_TASK BRIEF_
Copy the data below word for word, beginning at the line that contains "Expected content: rhea head." and stopping after the line that contains "188 34 964 244". Leave the pictures out of your copy.
## Begin RECORDS SHOWN
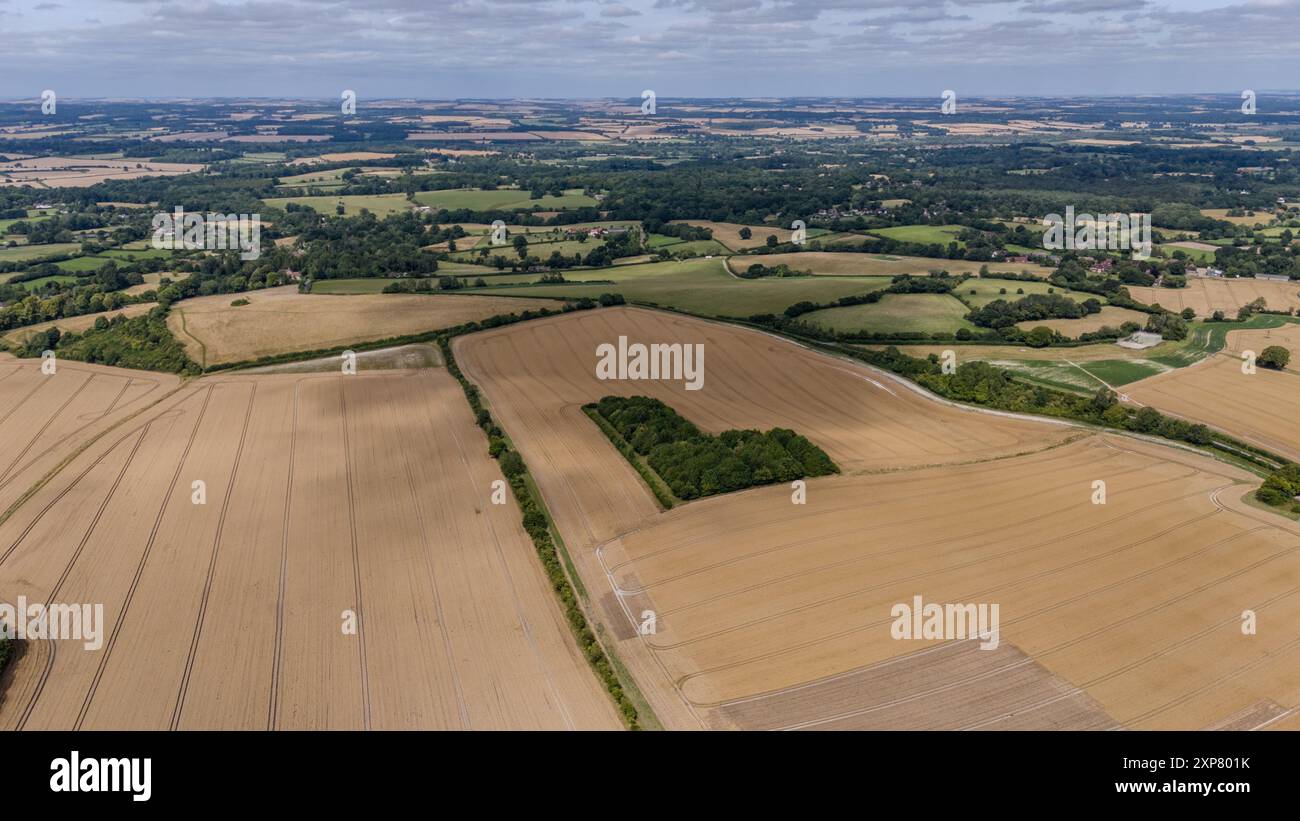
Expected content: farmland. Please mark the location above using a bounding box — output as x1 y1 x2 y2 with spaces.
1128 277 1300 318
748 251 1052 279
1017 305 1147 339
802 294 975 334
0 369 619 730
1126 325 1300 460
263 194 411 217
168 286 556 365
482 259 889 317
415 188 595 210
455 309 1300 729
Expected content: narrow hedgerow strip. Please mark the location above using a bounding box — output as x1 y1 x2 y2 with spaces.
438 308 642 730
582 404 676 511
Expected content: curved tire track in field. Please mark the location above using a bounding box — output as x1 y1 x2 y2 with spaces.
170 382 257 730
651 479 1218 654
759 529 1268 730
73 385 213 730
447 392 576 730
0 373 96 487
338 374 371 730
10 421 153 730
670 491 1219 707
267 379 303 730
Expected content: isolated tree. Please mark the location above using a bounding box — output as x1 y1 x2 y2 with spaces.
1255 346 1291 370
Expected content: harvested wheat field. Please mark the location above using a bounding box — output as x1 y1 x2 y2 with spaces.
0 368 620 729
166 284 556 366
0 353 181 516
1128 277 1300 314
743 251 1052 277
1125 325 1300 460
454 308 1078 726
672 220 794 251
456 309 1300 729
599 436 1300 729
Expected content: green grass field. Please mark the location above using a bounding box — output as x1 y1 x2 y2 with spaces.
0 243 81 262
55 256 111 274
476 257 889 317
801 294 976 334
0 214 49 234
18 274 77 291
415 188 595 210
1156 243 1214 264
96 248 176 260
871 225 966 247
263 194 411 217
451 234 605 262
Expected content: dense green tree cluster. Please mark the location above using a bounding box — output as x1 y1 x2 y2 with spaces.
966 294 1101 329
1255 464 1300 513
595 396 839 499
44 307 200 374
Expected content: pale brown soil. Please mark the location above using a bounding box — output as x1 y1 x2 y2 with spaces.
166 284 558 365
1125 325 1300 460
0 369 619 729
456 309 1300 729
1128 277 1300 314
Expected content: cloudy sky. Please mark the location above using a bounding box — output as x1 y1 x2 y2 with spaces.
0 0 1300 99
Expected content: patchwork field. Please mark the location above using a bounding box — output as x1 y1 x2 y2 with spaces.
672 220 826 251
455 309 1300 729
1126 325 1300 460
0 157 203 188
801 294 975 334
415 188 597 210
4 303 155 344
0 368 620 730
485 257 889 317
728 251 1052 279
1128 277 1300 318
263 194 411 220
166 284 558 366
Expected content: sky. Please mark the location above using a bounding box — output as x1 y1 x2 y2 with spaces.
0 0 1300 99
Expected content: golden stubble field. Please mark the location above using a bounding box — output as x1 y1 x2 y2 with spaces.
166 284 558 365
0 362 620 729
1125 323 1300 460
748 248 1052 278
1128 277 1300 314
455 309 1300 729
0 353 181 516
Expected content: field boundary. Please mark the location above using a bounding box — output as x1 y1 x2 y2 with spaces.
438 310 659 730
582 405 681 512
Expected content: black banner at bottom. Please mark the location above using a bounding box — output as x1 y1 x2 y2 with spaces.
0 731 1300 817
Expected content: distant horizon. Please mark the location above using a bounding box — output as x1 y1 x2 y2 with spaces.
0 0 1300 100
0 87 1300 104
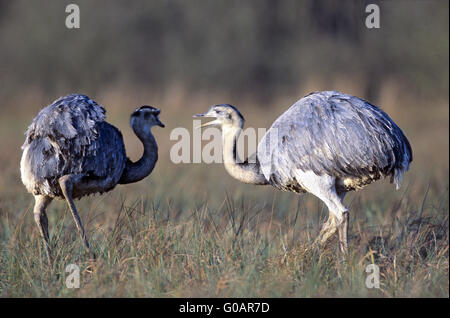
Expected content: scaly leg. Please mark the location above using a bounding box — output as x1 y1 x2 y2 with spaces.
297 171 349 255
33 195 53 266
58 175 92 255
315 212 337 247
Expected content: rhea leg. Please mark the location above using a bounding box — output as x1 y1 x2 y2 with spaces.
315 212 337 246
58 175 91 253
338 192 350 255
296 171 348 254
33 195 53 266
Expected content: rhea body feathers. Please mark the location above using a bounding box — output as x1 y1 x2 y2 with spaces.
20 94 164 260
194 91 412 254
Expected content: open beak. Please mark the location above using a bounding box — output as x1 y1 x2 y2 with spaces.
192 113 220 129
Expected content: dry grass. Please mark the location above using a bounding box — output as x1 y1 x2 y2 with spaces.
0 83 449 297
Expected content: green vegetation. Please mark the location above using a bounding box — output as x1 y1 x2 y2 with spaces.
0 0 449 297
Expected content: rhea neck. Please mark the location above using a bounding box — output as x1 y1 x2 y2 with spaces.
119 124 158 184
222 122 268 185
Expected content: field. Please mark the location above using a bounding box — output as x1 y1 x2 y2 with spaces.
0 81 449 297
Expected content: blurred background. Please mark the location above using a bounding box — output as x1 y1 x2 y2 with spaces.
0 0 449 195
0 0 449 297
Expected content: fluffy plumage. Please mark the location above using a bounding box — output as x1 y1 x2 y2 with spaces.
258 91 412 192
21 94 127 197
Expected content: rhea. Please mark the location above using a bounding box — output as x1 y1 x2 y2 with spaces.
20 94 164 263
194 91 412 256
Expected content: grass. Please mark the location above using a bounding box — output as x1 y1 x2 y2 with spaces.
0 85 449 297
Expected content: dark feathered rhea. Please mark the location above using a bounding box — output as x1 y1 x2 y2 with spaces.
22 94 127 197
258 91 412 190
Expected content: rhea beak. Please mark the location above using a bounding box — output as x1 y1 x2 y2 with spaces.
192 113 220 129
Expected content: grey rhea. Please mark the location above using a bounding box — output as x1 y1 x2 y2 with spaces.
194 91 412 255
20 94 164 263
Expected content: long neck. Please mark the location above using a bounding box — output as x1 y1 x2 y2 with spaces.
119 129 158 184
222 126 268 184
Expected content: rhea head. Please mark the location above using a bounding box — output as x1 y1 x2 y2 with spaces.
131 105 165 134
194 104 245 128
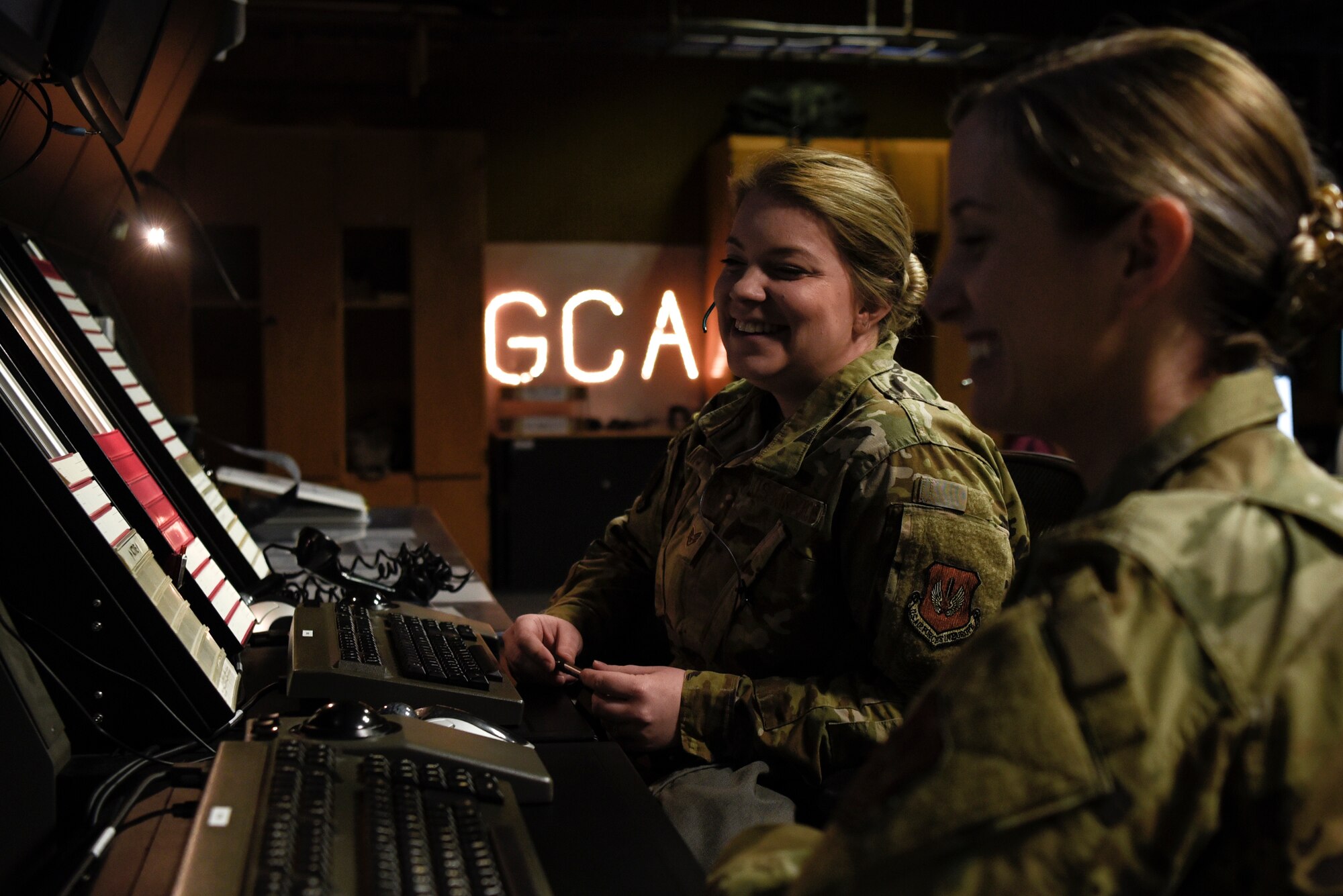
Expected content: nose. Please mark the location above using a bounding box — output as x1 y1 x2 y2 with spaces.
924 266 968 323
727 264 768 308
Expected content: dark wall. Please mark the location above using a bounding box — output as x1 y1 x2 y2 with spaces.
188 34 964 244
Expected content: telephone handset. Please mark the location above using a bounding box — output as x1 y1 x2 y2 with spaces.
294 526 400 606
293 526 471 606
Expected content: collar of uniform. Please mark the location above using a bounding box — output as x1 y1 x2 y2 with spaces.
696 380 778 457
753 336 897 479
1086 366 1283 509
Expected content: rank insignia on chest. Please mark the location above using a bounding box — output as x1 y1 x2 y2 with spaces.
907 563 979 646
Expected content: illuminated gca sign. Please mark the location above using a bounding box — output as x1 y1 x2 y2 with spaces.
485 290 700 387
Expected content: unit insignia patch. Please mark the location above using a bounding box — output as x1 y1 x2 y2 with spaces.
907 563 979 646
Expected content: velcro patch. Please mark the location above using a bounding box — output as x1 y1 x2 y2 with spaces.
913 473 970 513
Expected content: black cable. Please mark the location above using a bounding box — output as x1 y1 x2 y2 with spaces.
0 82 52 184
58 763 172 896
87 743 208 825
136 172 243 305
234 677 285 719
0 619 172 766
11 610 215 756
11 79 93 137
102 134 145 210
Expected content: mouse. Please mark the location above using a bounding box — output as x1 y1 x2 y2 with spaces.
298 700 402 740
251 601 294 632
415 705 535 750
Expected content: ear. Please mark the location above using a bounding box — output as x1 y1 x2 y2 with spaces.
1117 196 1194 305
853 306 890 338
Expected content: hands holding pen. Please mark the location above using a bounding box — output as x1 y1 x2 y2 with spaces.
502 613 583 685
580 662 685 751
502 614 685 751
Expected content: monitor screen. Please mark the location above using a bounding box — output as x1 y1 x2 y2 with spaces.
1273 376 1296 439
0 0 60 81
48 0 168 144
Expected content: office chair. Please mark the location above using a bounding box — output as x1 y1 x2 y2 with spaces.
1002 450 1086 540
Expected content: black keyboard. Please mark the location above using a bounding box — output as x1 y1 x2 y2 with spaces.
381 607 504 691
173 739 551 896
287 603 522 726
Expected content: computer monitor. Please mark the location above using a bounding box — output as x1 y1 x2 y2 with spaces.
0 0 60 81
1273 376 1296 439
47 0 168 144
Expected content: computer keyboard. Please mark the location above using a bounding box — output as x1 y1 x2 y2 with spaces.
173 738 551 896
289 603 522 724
## End RECORDS SHOWN
_RESPONSE TO THE EXERCISE_
Expected content: rhea head. Please mark the location above using a bounding box — output as x1 y1 x2 y2 with spaces.
131 105 165 134
194 104 245 128
Expected content: nose. Please mark the location above using a bounding box — output as x1 y1 x2 y2 with spaces.
924 266 968 323
727 264 768 308
Expected content: dark wall. Please mark the location above using a bounding box — output as x1 y1 x2 y2 with spaces.
188 34 964 244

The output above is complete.